═════ MATERIAL PROVIDED ═════

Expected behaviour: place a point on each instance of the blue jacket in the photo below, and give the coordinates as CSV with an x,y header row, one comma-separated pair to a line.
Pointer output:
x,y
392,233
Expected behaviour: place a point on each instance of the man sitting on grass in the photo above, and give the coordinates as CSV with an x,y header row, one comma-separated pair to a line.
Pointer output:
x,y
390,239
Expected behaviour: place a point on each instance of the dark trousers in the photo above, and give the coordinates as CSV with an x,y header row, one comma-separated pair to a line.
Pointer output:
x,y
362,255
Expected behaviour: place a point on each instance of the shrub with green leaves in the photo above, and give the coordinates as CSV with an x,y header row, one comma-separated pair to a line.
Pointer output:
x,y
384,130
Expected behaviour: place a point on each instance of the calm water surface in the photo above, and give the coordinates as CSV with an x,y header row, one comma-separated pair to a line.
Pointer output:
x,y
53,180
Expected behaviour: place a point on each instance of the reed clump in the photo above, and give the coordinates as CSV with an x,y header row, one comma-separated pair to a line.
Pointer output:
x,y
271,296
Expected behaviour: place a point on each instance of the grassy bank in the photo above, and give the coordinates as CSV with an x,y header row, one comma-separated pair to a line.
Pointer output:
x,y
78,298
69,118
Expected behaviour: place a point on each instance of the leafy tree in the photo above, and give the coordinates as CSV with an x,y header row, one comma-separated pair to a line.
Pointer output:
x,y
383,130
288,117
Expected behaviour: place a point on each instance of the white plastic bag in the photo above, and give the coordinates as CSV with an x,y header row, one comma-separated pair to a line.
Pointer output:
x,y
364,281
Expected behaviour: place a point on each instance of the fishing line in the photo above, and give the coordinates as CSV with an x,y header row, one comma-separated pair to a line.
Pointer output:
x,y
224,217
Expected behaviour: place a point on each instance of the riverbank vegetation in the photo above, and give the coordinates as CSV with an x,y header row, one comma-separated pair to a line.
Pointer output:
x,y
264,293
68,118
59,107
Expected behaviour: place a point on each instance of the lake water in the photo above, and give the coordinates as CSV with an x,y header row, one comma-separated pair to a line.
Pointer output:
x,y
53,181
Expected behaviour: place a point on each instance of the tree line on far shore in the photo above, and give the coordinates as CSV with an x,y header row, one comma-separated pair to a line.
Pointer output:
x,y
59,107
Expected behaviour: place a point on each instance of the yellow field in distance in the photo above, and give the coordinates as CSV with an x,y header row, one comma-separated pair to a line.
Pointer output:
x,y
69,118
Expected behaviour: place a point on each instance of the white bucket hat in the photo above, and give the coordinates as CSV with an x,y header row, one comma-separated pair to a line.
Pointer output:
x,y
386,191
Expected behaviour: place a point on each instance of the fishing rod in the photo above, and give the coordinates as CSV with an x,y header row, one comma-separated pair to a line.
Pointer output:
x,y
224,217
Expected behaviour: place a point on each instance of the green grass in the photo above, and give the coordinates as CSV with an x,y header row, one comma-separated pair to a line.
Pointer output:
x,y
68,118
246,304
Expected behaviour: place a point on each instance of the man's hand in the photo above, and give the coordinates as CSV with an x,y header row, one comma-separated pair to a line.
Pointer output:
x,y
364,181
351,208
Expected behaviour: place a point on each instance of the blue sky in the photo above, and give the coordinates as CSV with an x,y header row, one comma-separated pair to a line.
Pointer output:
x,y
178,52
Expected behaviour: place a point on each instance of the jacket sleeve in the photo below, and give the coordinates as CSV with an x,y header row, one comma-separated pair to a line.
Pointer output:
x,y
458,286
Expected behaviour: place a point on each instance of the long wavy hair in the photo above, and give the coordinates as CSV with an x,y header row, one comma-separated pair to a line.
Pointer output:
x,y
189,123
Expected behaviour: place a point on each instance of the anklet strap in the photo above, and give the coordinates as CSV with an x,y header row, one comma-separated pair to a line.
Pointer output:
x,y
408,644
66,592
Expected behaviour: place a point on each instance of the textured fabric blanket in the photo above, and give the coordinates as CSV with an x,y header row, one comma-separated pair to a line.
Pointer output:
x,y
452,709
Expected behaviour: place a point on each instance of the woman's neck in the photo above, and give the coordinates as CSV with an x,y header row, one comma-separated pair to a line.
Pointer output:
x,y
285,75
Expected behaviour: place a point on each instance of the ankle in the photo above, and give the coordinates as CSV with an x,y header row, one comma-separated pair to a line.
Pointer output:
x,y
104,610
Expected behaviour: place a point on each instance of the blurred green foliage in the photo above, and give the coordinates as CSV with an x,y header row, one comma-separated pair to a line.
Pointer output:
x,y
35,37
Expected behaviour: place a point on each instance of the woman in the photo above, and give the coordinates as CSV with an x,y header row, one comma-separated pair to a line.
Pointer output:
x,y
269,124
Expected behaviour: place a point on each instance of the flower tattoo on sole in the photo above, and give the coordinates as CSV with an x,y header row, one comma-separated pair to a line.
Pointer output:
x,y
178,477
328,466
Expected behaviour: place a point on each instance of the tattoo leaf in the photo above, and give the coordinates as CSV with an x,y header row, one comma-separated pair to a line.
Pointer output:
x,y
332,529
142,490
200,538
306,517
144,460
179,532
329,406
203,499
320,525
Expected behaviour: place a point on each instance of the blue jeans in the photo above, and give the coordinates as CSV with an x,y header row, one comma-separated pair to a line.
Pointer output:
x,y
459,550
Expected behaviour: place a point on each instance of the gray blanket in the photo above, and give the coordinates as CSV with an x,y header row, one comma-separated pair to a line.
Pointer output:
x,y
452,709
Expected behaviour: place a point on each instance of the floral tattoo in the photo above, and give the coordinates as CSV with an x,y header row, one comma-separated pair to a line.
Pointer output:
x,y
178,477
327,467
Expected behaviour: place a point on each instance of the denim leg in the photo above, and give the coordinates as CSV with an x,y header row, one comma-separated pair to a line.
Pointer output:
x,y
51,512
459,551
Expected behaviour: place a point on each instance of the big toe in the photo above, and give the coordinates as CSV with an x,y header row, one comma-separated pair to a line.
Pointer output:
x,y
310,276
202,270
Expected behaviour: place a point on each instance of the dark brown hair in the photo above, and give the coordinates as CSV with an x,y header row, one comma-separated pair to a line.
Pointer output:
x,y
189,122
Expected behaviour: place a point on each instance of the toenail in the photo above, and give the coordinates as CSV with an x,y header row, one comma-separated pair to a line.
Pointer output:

═════

▶ _DIRECTION_
The required output is the span of lines from the one containing "the woman in" to the last line, reproduced character for character.

▶ _RESPONSE TO THE EXERCISE_
Expected behaviour: place a point on each instance of the woman in the photo above, and give the coordinates as CSV with an x,y header row, one comma-separated pair to a line.
Pointer output:
x,y
269,124
Expected behaviour: place a point on each instance of the flower tattoo on sole in the photo above, and give the coordinates as CSV with an x,y header row, one comma-separated pair to a line.
Pointer output:
x,y
178,477
328,466
Expected behaviour: place a point on each instance of the tattoo leaf in the photo above, and give the coordinates as CSV with an x,y header row, one comma-separated pair to a line.
Pointer output:
x,y
332,529
142,490
200,538
306,517
144,460
179,532
329,406
203,499
320,525
Expected behaviour: place a point on each instance of the blue jeans in the photo above, and give the coordinates as CSV with an x,y header row, one comma-separated pair to a line.
Pointer output:
x,y
459,550
Expected behaviour: place a point on each instance of the gray blanket in the photo above, and give the coordinates as CSV with an x,y header row, one comma-separated pair to a line.
Pointer output:
x,y
452,709
Expected behaviour: place a point on each instance of the floral tattoo in the photo above, and give the coordinates as CSV with an x,y header row, one comma-separated pair to a line.
Pointer output:
x,y
178,477
327,467
Expected behaviour: place a point on each instance of the denim leg in the photo above, and give the coordinates as CSV with an x,y header row, one comma-separated pair to a line.
Pointer output:
x,y
51,512
459,551
Expected behaviour: place a point on each instance of the big toe in the photo above, and give the coordinates as CSV with an x,y header row, one comma-separated pair to a line.
Pointer output:
x,y
310,276
202,270
Expected behaviour: place a point on each instance of the dark brown hair in the photo above, and give the coordinates as CSV with an x,y header row, one comma-separated pair to a line.
Pointer output:
x,y
189,122
Expected behaviour: place a point on each instance of the toenail in the photo above, and give the coordinates as CSV with an x,y header row, one comma-separated pair to a line.
Pointer output:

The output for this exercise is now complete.